Assignment: Output the entries below word for word, stopping once the line containing "Target: compacted dirt surface" is done, and omit each picture.
== Material provided ==
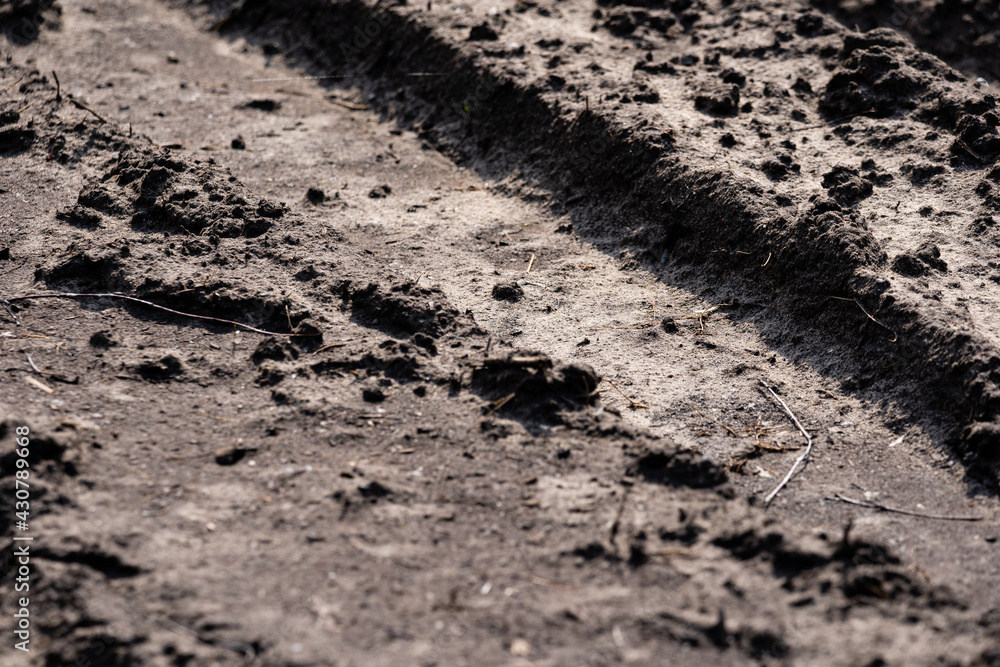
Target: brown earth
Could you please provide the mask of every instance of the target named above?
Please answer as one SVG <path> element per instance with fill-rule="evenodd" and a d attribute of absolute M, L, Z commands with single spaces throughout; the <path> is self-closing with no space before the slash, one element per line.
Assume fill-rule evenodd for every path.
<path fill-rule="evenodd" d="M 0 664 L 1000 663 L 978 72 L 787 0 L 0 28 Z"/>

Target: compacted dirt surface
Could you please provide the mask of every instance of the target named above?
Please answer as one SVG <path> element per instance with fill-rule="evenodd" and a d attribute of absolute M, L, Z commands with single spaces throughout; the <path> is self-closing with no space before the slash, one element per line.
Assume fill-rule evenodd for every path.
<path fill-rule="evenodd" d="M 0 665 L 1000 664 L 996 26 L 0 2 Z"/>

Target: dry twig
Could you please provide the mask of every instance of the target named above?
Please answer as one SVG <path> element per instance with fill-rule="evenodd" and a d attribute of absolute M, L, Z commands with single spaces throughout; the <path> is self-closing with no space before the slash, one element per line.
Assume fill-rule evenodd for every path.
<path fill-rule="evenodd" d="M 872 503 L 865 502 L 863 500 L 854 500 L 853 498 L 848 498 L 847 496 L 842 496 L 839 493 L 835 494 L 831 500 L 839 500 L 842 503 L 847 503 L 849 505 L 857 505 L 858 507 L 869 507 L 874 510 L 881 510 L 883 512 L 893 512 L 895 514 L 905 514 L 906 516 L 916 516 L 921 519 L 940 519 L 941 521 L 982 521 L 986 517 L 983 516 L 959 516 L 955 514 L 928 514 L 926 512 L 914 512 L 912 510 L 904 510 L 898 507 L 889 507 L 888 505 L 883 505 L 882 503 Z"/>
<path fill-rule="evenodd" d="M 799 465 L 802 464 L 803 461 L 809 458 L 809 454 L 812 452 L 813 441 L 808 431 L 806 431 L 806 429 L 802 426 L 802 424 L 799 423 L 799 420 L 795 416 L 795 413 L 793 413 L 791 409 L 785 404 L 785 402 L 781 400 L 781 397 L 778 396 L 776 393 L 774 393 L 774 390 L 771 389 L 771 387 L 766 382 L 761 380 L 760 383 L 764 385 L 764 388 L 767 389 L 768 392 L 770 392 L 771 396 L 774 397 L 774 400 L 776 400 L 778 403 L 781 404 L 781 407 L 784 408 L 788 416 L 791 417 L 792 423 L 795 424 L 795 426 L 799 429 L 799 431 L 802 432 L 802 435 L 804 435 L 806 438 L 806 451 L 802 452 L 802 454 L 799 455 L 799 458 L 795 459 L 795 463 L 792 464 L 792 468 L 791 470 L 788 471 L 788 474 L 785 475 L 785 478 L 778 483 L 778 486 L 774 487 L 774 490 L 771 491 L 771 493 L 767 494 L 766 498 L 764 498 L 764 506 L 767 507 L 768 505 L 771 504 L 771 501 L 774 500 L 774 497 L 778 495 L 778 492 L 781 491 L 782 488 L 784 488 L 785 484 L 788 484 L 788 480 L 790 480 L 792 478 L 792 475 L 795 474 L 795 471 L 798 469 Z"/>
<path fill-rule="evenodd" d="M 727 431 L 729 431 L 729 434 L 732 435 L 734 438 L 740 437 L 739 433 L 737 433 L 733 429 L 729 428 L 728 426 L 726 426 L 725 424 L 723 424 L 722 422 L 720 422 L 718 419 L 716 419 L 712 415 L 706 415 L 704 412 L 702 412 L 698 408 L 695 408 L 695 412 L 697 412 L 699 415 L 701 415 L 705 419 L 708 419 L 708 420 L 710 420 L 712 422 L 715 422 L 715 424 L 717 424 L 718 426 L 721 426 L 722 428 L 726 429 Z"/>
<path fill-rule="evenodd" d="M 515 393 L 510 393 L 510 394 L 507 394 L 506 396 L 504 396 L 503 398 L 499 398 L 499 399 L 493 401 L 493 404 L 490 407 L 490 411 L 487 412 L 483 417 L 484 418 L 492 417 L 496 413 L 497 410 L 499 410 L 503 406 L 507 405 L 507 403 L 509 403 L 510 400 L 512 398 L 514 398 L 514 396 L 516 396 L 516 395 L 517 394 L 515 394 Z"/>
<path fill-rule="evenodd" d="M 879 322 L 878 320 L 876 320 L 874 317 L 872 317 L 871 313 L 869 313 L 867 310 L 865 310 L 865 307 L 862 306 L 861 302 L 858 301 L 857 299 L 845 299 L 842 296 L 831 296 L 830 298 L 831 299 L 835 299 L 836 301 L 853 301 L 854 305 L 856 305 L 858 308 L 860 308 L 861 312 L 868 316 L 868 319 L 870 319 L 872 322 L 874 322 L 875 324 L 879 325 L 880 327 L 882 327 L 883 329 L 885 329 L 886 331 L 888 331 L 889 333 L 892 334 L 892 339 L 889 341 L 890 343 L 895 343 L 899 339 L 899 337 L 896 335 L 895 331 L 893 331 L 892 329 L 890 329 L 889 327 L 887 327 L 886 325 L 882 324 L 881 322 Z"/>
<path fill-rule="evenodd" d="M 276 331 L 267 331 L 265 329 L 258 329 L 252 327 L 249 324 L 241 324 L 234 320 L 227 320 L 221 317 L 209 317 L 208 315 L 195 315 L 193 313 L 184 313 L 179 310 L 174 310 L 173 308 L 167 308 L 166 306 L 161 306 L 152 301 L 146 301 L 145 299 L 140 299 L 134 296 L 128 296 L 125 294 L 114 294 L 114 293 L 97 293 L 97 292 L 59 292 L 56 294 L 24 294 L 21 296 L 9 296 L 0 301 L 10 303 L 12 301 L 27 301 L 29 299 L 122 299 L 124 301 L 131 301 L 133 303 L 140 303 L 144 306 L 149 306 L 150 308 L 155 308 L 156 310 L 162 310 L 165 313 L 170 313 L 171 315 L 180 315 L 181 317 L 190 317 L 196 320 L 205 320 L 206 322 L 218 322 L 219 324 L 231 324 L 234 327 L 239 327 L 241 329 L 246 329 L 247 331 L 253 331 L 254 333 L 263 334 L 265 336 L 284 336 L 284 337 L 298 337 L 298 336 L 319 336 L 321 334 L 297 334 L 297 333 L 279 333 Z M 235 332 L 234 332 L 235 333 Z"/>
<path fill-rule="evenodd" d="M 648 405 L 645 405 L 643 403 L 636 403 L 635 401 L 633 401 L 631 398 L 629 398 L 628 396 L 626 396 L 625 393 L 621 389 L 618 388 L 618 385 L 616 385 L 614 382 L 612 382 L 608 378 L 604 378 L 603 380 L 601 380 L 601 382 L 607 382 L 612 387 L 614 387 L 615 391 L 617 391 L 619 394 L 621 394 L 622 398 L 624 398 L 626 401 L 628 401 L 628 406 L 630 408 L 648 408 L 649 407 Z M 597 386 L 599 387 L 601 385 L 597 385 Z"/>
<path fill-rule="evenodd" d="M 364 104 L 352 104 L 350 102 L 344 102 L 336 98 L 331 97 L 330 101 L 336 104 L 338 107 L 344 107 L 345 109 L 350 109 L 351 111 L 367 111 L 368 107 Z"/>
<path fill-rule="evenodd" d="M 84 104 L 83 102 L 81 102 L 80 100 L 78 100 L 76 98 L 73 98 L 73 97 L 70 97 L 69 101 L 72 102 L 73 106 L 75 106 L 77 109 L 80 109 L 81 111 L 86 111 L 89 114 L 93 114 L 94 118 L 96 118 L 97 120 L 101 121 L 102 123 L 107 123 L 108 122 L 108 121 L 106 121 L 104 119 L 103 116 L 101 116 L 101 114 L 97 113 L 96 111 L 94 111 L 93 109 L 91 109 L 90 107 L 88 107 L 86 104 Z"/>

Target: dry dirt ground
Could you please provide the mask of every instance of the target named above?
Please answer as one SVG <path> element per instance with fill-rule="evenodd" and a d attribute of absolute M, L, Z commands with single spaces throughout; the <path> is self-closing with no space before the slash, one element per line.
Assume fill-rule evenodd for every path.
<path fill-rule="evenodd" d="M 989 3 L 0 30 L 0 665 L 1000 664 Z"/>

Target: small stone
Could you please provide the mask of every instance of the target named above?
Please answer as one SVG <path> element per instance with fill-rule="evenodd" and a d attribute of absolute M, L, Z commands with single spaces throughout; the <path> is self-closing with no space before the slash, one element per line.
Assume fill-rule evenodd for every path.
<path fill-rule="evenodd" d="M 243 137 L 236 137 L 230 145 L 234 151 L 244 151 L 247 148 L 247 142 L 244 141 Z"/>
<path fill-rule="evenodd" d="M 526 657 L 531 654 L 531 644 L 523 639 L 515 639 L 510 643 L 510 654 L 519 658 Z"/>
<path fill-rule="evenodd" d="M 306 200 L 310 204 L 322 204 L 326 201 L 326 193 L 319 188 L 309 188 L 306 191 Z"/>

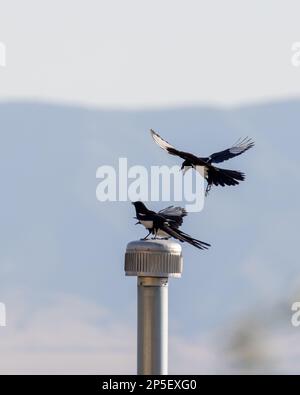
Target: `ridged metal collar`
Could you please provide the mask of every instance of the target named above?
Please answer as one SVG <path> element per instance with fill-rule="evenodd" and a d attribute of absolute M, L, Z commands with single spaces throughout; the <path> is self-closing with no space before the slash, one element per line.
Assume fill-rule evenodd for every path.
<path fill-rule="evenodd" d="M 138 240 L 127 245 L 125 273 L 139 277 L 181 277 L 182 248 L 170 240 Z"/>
===
Answer to the exercise:
Target: brown earth
Could you please provide the mask of every instance of the target named above?
Please answer as one SVG <path> element per instance with fill-rule="evenodd" and a d attribute of absolute M, L, Z commands with single spaces throughout; the <path> is self-closing with no space before the slash, one element per line.
Assume fill-rule evenodd for every path.
<path fill-rule="evenodd" d="M 0 664 L 1000 663 L 978 72 L 787 0 L 0 28 Z"/>

Target: compacted dirt surface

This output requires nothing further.